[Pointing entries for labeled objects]
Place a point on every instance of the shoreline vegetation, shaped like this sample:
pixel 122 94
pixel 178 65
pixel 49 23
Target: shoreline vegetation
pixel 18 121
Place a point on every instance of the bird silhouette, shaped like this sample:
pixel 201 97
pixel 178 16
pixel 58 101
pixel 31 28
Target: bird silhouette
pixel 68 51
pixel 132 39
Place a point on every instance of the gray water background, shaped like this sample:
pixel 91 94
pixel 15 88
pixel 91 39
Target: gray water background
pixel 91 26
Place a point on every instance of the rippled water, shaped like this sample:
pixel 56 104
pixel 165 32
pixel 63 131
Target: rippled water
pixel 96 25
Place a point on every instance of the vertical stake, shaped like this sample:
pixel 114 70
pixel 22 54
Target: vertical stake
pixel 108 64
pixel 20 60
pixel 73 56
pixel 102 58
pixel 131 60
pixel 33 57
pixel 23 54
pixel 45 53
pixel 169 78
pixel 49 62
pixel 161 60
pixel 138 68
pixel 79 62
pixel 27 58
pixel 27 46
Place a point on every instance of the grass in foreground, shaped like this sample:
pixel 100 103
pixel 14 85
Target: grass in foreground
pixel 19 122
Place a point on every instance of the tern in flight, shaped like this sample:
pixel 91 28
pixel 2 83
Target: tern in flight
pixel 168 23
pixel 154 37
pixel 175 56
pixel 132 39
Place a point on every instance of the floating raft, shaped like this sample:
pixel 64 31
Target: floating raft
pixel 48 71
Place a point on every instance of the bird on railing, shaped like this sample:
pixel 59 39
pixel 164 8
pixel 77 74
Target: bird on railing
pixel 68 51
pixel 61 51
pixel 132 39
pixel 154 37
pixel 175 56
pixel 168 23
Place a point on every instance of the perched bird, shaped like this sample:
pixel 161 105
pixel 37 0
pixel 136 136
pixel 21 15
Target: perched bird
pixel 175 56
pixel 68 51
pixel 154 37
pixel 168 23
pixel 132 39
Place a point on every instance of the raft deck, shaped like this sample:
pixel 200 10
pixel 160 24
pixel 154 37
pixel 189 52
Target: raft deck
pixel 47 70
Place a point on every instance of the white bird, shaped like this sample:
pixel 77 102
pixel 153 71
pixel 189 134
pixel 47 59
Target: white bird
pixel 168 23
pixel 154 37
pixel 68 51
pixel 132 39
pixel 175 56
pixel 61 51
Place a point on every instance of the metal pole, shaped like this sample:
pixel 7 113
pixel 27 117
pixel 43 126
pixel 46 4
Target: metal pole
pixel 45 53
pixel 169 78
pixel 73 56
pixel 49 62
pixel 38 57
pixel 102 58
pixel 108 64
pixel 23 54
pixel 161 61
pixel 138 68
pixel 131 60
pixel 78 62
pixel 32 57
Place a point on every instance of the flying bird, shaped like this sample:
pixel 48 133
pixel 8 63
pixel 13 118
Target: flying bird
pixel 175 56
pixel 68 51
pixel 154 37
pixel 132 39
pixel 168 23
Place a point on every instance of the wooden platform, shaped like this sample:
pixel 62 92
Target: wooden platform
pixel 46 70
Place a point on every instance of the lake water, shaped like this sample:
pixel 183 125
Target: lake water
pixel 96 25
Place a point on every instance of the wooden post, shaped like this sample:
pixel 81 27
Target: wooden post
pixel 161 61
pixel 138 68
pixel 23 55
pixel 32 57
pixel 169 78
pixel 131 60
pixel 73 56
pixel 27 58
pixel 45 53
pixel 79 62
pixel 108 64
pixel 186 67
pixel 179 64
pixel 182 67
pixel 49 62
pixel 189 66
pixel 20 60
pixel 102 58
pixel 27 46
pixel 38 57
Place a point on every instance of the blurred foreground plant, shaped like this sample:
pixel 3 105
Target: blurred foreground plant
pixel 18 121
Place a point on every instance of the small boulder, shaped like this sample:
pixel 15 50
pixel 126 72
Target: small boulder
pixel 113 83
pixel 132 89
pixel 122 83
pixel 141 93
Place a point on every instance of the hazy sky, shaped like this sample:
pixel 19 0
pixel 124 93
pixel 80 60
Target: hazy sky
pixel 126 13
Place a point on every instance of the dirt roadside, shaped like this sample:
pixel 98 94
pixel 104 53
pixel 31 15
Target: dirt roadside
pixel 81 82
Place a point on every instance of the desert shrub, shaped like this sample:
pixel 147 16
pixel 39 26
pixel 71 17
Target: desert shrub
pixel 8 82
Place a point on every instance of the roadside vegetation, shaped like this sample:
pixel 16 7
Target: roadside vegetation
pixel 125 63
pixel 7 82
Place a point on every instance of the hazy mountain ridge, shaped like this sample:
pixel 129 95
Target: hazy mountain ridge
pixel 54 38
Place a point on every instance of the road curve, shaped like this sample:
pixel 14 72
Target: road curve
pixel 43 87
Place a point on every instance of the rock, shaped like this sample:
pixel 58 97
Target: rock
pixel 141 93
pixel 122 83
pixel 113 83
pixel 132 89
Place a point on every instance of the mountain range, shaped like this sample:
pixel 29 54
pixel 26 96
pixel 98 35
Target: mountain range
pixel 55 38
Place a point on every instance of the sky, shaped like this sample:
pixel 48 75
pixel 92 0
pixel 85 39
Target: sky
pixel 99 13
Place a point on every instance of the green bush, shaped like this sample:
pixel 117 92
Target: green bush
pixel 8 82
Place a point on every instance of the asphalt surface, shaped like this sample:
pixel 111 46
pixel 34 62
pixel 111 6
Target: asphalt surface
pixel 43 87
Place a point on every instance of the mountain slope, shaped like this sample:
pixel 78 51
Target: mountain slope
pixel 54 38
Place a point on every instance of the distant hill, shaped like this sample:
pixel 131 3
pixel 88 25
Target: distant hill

▶ [WHAT IS REQUIRED]: Copy every item above line for line, without changing a single character.

▶ [RESPONSE TO THIS TASK]:
Place a point on every instance of the shoreline vegetation, shaped like this sample:
pixel 122 94
pixel 178 65
pixel 49 23
Target: shoreline vegetation
pixel 18 121
Place a point on every instance of the bird silhouette, shaped like this sample:
pixel 201 97
pixel 178 16
pixel 58 101
pixel 31 28
Target: bird silhouette
pixel 68 51
pixel 132 39
Place a point on every instance of the gray water background, shaped like this sample:
pixel 91 94
pixel 15 88
pixel 91 39
Target: gray water background
pixel 91 26
Place a point on every instance of the rippled water, shaped like this sample:
pixel 56 104
pixel 165 32
pixel 63 131
Target: rippled water
pixel 96 25
Place a point on every instance of the vertical stake, shaped like this sample:
pixel 114 70
pixel 22 54
Target: vertical stake
pixel 108 64
pixel 20 60
pixel 73 56
pixel 102 58
pixel 131 60
pixel 33 57
pixel 23 54
pixel 45 53
pixel 169 78
pixel 49 62
pixel 161 60
pixel 138 68
pixel 79 62
pixel 27 58
pixel 27 46
Place a point on every instance of the grass in foreground, shaped like this sample:
pixel 100 103
pixel 14 85
Target: grass in foreground
pixel 19 122
Place a point on every instance of the tern in flight, shaped like this sample:
pixel 91 28
pixel 2 83
Target: tern in flight
pixel 168 23
pixel 154 37
pixel 175 56
pixel 132 39
Place a point on every instance of the floating raft, shaped like this sample:
pixel 64 31
Target: floating raft
pixel 48 71
Place a point on every instance of the bird on railing, shaped like this sample:
pixel 59 39
pixel 164 8
pixel 77 74
Target: bird on railing
pixel 68 51
pixel 61 51
pixel 132 39
pixel 154 37
pixel 175 56
pixel 168 23
Place a point on every instance of the perched bird, shaped like this sample:
pixel 161 105
pixel 37 0
pixel 136 136
pixel 21 15
Target: perched bird
pixel 175 56
pixel 68 51
pixel 154 37
pixel 168 23
pixel 132 39
Place a point on every instance of the raft deck, shaped like this sample:
pixel 200 10
pixel 160 24
pixel 154 37
pixel 189 52
Target: raft deck
pixel 47 70
Place a point on every instance of the white bird, shaped like this sample:
pixel 77 102
pixel 153 71
pixel 189 134
pixel 47 59
Target: white bird
pixel 168 23
pixel 154 37
pixel 68 51
pixel 132 39
pixel 175 56
pixel 61 51
Place a point on every instance of the metal pole, shaped like this sample:
pixel 7 113
pixel 27 117
pixel 43 126
pixel 46 4
Target: metal pole
pixel 45 53
pixel 169 78
pixel 73 56
pixel 49 62
pixel 38 57
pixel 102 58
pixel 108 64
pixel 23 54
pixel 161 61
pixel 138 68
pixel 131 60
pixel 78 62
pixel 32 57
Place a point on every instance of the flying bird, shaped like this sample:
pixel 48 133
pixel 8 63
pixel 13 118
Target: flying bird
pixel 175 56
pixel 68 51
pixel 154 37
pixel 132 39
pixel 168 23
Place a point on every instance of the wooden platform, shaped like this sample:
pixel 62 92
Target: wooden platform
pixel 46 70
Place a point on every instance of the lake water, shaped like this sample:
pixel 183 125
Target: lake water
pixel 96 25
Place a point on every instance of the wooden post, shaped like this sample:
pixel 81 27
Target: wooden post
pixel 161 61
pixel 138 68
pixel 23 55
pixel 32 57
pixel 169 78
pixel 131 60
pixel 73 56
pixel 27 58
pixel 45 53
pixel 79 62
pixel 108 64
pixel 186 67
pixel 179 64
pixel 182 67
pixel 49 62
pixel 189 66
pixel 20 60
pixel 102 58
pixel 27 46
pixel 38 57
Place a point on every instance of the blurred foreground plant, shaped like this sample:
pixel 3 105
Target: blurred foreground plant
pixel 18 121
Place a point on every instance of the small boulder, shaped like this sample:
pixel 15 50
pixel 126 72
Target: small boulder
pixel 113 83
pixel 132 89
pixel 122 83
pixel 141 93
Place a point on every instance of the hazy sky, shaped like this sample:
pixel 19 0
pixel 124 93
pixel 80 60
Target: hazy sky
pixel 126 13
Place a point on every instance of the dirt roadside, shaped like this sample:
pixel 98 94
pixel 104 53
pixel 31 15
Target: dirt roadside
pixel 81 82
Place a point on every instance of the desert shrub, shaped like this sample:
pixel 147 16
pixel 39 26
pixel 71 17
Target: desert shrub
pixel 8 82
Place a point on every instance of the roadside vegetation, shaped like this sample:
pixel 16 7
Target: roadside vegetation
pixel 125 63
pixel 7 82
Place a point on every instance of the hazy mountain ridge, shaped like this sample:
pixel 129 95
Target: hazy mountain ridge
pixel 54 38
Place a point on every instance of the road curve, shaped like this sample:
pixel 14 72
Target: road curve
pixel 43 87
Place a point on every instance of the rock, shaped like this sample:
pixel 58 97
Target: rock
pixel 141 93
pixel 122 83
pixel 113 83
pixel 132 89
Place a point on every instance of the mountain range, shaped like this sample:
pixel 29 54
pixel 26 96
pixel 98 35
Target: mountain range
pixel 55 38
Place a point on every instance of the sky, shaped like this sample:
pixel 48 75
pixel 92 0
pixel 85 39
Target: sky
pixel 99 13
Place a point on every instance of the green bush, shaped like this sample:
pixel 117 92
Target: green bush
pixel 8 82
Place a point on every instance of the asphalt surface, shaped like this sample:
pixel 111 46
pixel 34 62
pixel 111 6
Target: asphalt surface
pixel 43 87
Place a point on every instance of the mountain slope, shaped like this sample:
pixel 78 51
Target: mountain slope
pixel 54 38
Place a point on every instance of the distant hill, shaped like this sample:
pixel 131 3
pixel 88 25
Target: distant hill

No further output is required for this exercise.